Anyway, I went back to the well, otherwise known as Rain City Guide, to see what's going on . I keep things local, so why read a Seattle area blog? For the advice, education and conversation.
Today's topic? Looking into your soul and making the decision to buy a place or continue renting. Ardell writes a heart felt intervention for a particular young lady who is on advice overload. I point to this post for two reasons:
First, it brings up some interesting angles in the conversation... which always happends here.
Second, if you like real estate, will buy real estate, own real estate, are haunted by real estate (me) then you should read the blog regularly. Look past the local market stuff and dive into the consumer advice and investment portions.
As for buying, I take a more wholistic social benefits angle... but if you read this blog, you already know that. I'm all about the Benjamins too... but there are other reasons to own.
Posted by Eric Rojas at 11:29 AM
Thursday, November 16, 2006
Chicagoist weighs in on the recent drubbing of a lawsuit brought against Craigslist content. The suit claimed discriminatory rental ads posted by users made craiglist liable.
As a Realtor, I post 3 to 4 craigslist ads a week, including my listings and open house appearances/performances (I was acting! Thank you!).
As a licensed Realtor in Illinois, I have to follow fair housing laws and other legal requirements when advertising property in any format. When posting on craigslist, there is a huge warning to postmeisters (my word) to follow fair housing rules.
Anywho… idiots will be idiots and post things that shouldn’t be. We must be careful not to throw the baby out with the bath water… i.e don’t kill the craigslist.
I often train our agents on internet marketing and stress that they understand the federal laws (and our own regulation in Illinois) advertising content.
This is an important area for all of us, consumers, advertisers, consultants, and content writers to watch. Craigslist is so simple, yet a “do gooder” group tries to protect us in a totally self policed community… not cool.
Posted by Eric Rojas at 11:53 AM
Wednesday, November 15, 2006
So I woke up today and the Trib/WGN reported that more slow trains are ahead and the CTA budget is short $500M for much needed repair:
"The CTA is $500 million short of the state and federal funding it needs to erase slow zones on the entire 225-mile rail system, said CTA President Frank Kruesi."

*Entries provided*

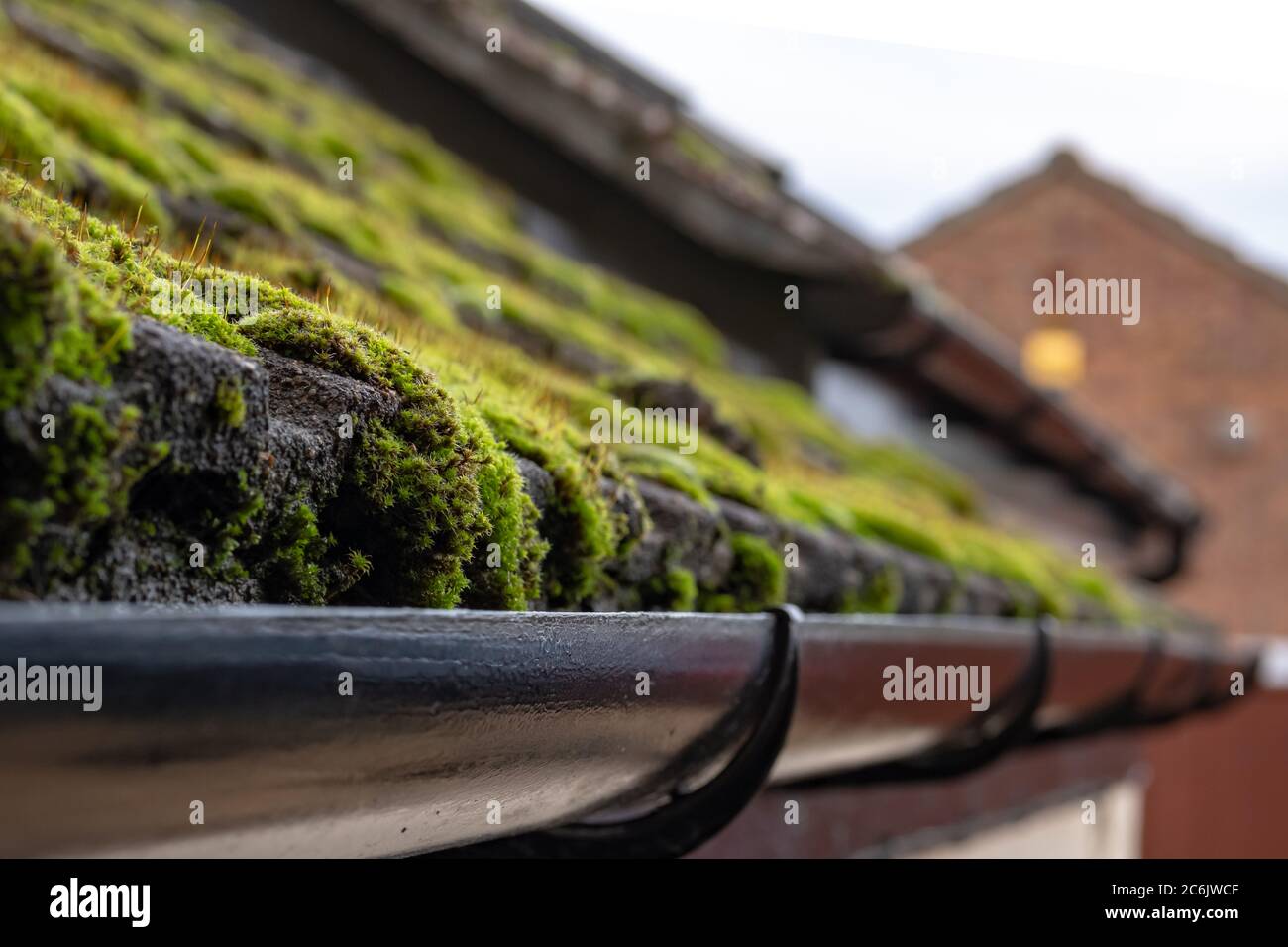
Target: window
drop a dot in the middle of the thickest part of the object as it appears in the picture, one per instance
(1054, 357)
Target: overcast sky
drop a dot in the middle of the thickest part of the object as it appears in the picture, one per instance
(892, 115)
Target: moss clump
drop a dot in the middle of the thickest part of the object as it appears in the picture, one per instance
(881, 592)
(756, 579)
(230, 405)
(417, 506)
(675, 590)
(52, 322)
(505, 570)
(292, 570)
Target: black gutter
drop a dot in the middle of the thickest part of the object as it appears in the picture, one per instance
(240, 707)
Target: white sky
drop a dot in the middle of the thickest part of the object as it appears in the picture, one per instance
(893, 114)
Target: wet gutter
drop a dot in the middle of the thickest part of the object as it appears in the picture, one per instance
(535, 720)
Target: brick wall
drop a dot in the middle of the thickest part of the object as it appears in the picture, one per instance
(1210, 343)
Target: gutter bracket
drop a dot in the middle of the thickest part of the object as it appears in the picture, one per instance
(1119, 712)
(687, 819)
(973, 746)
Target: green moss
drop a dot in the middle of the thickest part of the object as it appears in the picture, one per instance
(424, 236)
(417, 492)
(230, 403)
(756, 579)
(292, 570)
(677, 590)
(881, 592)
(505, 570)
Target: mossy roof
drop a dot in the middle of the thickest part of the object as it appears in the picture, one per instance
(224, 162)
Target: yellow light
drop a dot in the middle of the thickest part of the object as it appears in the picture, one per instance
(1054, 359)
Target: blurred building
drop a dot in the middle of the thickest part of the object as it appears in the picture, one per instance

*Directives*
1. In the real estate blog, what two reasons does the author give for pointing readers to the post by Ardell? Answer in one to three sentences.
2. According to the real estate blog, how many craigslist ads does the author post each week?
3. Carry on the real estate blog from its final sentence.
The records were drawn from a different source than the text.

*Responses in order*
1. First, the post raises interesting angles in the conversation, which the author says always happens on that blog. Second, anyone who likes, plans to buy, owns or is haunted by real estate should read the blog regularly, especially its consumer advice and investment portions.

2. Three to four ads a week.

3.
In a related story, the CTA reported that if the Bears score more points than the Jets this weekend, they will be declared the winner... men leave the toilet seat up more often than women... the East and West coast real estate markets have cooled a bit...
Anyone else have a good one here for the "Captain Obvious" category? I'm not that funny.
Posted by Eric Rojas at 5:39 PM
Thanks to Joe Zekas at Yo Chicago for the kind words today... I enjoy commenting with the fun and informative people who participate on the site. Several good Chicago blogs have caught on and link to the site. And where else can you get stories like this?
For my buyers and sellers, from Chicago or not, I recommend the site. The new construction information is helpful, along with neighborhhod dirt.
Posted by Eric Rojas at 1:22 PM
Tuesday, November 14, 2006
Great article from the New York Times concerning which building improvements actually improve your re-sale value. The Times requires registration, but it's two seconds and you should be registered there anyway. Lifted it from Closing Real Estate in Chicago... the type of blog Realtors should actually read to help their clients.
Listen, Lake Shore Drive... work-out room, work-out room, work-out room! $460 assessment and no work out facility!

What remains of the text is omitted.